Study material: Begin

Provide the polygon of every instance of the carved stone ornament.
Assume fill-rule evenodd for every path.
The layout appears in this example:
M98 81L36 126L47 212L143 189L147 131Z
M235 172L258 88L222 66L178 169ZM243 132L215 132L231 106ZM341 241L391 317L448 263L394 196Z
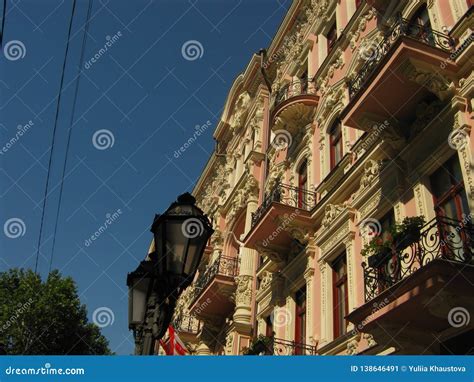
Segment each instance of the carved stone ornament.
M232 117L230 118L229 124L232 130L240 128L245 122L245 117L248 113L248 106L250 104L250 95L247 92L243 92L237 98L235 102L235 109Z
M426 87L441 100L446 99L451 88L454 89L454 85L447 78L434 71L418 69L409 60L402 64L402 73L408 80Z
M345 83L341 84L338 87L328 87L324 98L316 112L316 121L318 122L321 131L325 126L325 120L328 119L328 117L334 112L334 110L342 108L345 89ZM321 89L321 92L323 92L323 89Z
M240 275L235 278L237 289L235 291L235 304L237 306L250 305L252 301L252 279L250 275Z
M227 212L227 221L232 222L237 213L247 206L249 200L256 200L258 198L258 180L248 174L244 182L241 183L239 189L234 190L231 207Z
M324 218L321 225L328 228L344 209L345 207L342 204L328 204L324 209Z
M275 250L272 250L264 245L256 244L255 249L265 257L268 257L270 261L276 264L279 268L283 268L288 260L288 254L281 254Z
M265 271L262 275L262 280L260 281L259 291L266 289L272 283L272 279L273 273Z
M364 333L362 338L364 338L367 341L367 346L371 348L372 346L377 345L377 342L374 340L374 336L369 333Z
M359 40L359 37L363 31L365 31L367 27L367 23L369 20L371 20L375 15L377 14L377 10L375 8L370 8L367 13L365 13L363 16L360 17L359 23L357 24L357 27L354 29L352 33L349 34L350 38L350 47L352 50L355 50L357 47L357 41Z
M227 333L227 338L225 341L225 354L232 355L233 347L234 347L234 333L229 332Z
M222 231L215 230L212 237L211 237L212 247L214 249L220 249L220 248L222 248L223 244L224 244L224 236L222 234Z
M382 162L369 159L364 164L364 175L360 179L360 189L364 189L373 182L375 178L377 178L380 174L380 170L382 169Z
M295 222L295 216L284 214L277 217L278 226L301 244L306 244L310 239L308 229L304 228L298 222Z
M347 343L347 355L354 355L357 353L357 346L359 342L353 339Z

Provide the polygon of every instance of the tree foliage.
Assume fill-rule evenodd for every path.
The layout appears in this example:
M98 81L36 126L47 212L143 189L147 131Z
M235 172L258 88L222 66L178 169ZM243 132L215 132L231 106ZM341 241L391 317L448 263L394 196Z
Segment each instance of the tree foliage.
M0 273L0 343L7 354L111 354L75 282L58 271L46 281L31 270Z

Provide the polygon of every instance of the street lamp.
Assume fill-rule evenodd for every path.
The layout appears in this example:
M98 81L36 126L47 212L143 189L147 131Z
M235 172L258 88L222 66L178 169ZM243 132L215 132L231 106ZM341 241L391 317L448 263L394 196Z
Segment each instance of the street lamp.
M137 354L153 354L165 334L176 300L194 279L204 248L214 232L189 193L178 197L151 227L155 250L128 274L129 328ZM143 342L142 342L143 340Z

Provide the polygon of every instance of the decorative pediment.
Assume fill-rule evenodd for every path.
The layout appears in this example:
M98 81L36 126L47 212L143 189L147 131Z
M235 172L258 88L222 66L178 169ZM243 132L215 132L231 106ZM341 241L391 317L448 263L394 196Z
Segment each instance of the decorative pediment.
M329 116L332 115L335 110L342 109L344 106L346 86L345 83L341 83L339 86L328 88L316 112L316 121L320 129L323 129L325 126L324 122L329 120Z

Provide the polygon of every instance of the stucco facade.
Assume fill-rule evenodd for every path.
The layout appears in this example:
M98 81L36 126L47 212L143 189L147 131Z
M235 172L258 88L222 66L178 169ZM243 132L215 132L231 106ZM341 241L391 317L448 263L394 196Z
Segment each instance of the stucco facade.
M474 312L470 5L293 2L193 192L216 232L175 313L191 354L469 351L474 318L450 316ZM421 237L370 265L413 216Z

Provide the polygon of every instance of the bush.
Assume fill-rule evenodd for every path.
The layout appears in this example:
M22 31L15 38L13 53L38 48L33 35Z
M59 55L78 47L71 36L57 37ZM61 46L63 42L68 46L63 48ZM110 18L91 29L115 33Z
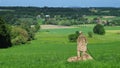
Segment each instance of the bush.
M29 41L34 40L35 39L35 28L30 28L30 30L28 31L28 36L29 36Z
M36 24L35 25L35 32L38 32L40 30L40 25L39 24Z
M70 34L68 36L68 39L69 39L70 42L75 42L76 39L77 39L77 35L76 34Z
M79 31L76 31L75 34L70 34L68 36L68 39L70 42L76 42L78 36L79 36Z
M79 31L76 31L75 34L76 34L77 36L79 36Z
M93 37L93 33L92 32L88 32L88 37L92 38Z
M36 32L35 26L31 27L31 24L28 21L24 21L23 23L21 23L20 27L27 31L29 41L34 40L34 36Z
M25 44L28 41L28 33L20 27L13 27L11 31L13 45Z
M69 20L61 20L58 22L59 25L62 25L62 26L71 26L71 22Z
M105 34L104 26L101 25L101 24L97 24L97 25L93 28L93 32L94 32L95 34L104 35L104 34Z
M10 26L8 26L5 21L0 18L0 48L11 47L11 37L10 37Z

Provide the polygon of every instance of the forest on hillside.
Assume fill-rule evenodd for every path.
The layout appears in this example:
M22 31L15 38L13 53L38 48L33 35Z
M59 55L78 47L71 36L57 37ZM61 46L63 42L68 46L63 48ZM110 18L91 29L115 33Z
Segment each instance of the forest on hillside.
M104 20L104 16L120 16L120 8L113 7L0 7L0 16L12 25L19 25L21 19L34 24L36 18L42 24L53 25L79 25L95 23L96 20ZM92 20L90 19L92 17ZM95 16L95 17L94 17ZM104 20L105 25L120 25L119 19ZM112 23L112 24L111 24Z
M15 16L36 16L39 14L61 15L61 16L81 16L81 15L106 15L120 16L120 8L113 7L0 7L0 15L13 14Z

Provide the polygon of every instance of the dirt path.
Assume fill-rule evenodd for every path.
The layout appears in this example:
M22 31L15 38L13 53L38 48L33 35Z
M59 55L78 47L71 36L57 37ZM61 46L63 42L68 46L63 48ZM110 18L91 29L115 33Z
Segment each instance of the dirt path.
M41 25L41 29L61 29L61 28L75 28L73 26L59 26L59 25Z

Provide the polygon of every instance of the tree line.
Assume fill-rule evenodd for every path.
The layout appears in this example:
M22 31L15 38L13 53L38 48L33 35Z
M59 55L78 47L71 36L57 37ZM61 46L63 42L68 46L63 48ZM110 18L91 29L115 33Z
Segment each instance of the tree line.
M120 8L113 7L0 7L0 15L9 24L20 24L20 18L33 18L40 15L42 24L79 25L94 23L85 16L120 16ZM46 18L49 15L49 18ZM105 25L120 25L119 20L107 21Z
M20 16L36 16L41 13L45 15L55 15L74 17L76 15L106 15L120 16L120 8L113 7L90 7L90 8L72 8L72 7L0 7L0 15L13 14ZM3 10L3 11L2 11Z

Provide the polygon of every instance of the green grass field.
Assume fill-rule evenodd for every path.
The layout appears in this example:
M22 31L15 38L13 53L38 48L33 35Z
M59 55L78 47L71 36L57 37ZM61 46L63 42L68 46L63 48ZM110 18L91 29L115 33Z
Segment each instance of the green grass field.
M86 18L88 18L89 20L93 20L94 18L97 18L99 16L86 16ZM119 20L120 17L119 16L116 16L116 17L111 17L111 16L102 16L101 20Z
M81 30L87 36L92 27L43 29L36 40L25 45L0 49L0 68L120 68L120 27L106 27L104 36L88 38L92 61L67 62L76 55L76 43L68 35Z

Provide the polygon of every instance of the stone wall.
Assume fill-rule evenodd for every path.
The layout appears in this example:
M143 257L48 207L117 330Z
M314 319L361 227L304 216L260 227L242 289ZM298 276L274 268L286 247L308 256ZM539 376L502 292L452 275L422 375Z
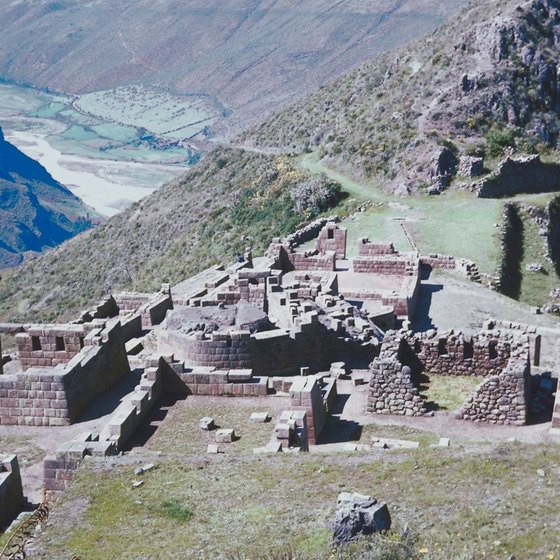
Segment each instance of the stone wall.
M23 489L16 455L0 460L0 529L16 517L23 506Z
M130 312L140 314L142 327L145 329L159 325L165 319L167 311L173 309L173 300L169 293L123 292L113 297L121 314Z
M327 218L318 218L317 220L313 220L310 224L306 225L303 228L300 228L294 233L288 235L285 239L285 242L288 243L291 247L297 247L302 243L307 243L312 239L315 239L319 232L329 223L337 223L339 221L338 216L329 216ZM273 240L273 242L279 242L279 239Z
M450 255L431 254L420 257L421 266L429 266L430 268L443 268L453 270L456 268L455 257Z
M357 257L352 260L354 272L384 274L387 276L413 276L418 272L418 259L379 255L376 257Z
M498 169L473 186L481 198L560 190L560 165L543 163L538 155L506 158Z
M335 223L328 223L320 232L316 248L320 253L333 251L337 259L346 258L346 228L339 227Z
M84 338L91 328L70 324L37 325L16 334L22 370L68 363L84 347Z
M218 369L252 367L251 333L249 331L181 333L158 332L158 351L172 353L194 366Z
M416 376L480 375L486 380L461 410L460 417L494 424L524 424L530 398L529 341L526 336L481 332L472 339L453 331L414 334L388 332L371 366L367 410L417 416L426 409Z
M99 435L99 441L111 442L115 450L122 449L162 395L162 377L159 367L145 369L140 383L124 397L111 415Z
M367 237L358 240L358 255L360 257L376 257L379 255L395 255L395 247L392 243L375 243Z
M423 368L440 375L499 374L508 364L513 338L491 331L472 337L453 330L417 333L410 339Z
M0 375L4 373L4 357L2 355L2 338L0 338Z
M414 370L403 363L409 357L407 345L394 334L386 337L380 356L370 366L368 412L400 416L426 414L426 406L414 382Z
M250 369L184 368L178 376L193 395L252 397L268 394L268 378L254 377Z
M94 319L111 319L119 314L119 306L113 296L108 296L92 309L84 311L79 323L91 323Z
M326 253L317 251L286 252L286 258L291 265L289 270L334 271L336 269L336 254L334 251L327 251Z
M255 333L252 336L255 373L290 375L298 373L301 366L311 367L313 371L328 369L336 357L336 336L315 319L289 332Z
M514 424L527 422L530 404L531 370L528 354L513 356L507 367L481 383L463 405L459 417L474 422Z
M315 445L327 421L327 407L318 379L298 377L290 387L290 410L304 411L307 415L307 441Z
M521 291L521 258L523 256L523 221L518 206L513 202L504 205L502 213L498 269L498 290L508 297L517 299Z
M240 271L239 278L228 283L212 296L205 298L204 301L211 301L215 297L216 303L235 305L241 300L245 300L262 309L266 300L266 280L269 275L269 271L254 271L253 274L250 274L250 271Z
M159 357L155 360L159 363ZM60 445L43 460L43 487L59 492L66 488L87 456L105 457L121 451L163 391L164 371L146 368L140 383L115 409L98 434L85 432Z
M158 351L174 354L188 366L252 369L265 376L297 373L302 365L316 371L325 368L335 357L335 342L335 335L316 315L304 317L289 331L158 332Z
M94 328L67 364L0 378L0 424L62 426L130 371L117 319Z

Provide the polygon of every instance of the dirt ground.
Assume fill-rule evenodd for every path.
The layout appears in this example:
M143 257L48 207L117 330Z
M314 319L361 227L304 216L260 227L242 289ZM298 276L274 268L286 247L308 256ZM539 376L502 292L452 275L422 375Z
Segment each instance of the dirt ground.
M24 493L32 503L42 499L43 458L59 445L84 432L99 432L110 415L138 383L139 371L133 371L112 389L96 399L70 426L0 425L0 455L18 455Z

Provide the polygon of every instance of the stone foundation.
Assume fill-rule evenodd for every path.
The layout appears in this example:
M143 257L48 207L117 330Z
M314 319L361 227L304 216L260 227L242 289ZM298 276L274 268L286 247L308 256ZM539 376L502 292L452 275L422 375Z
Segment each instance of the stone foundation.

Study material: End

> _Directions for this task_: Identify and extract each line of the listing that contains "foundation".

> _Reply to the task_:
Provide the polygon of every instance of the stone foundation.
Segment each instance of the stone foundation.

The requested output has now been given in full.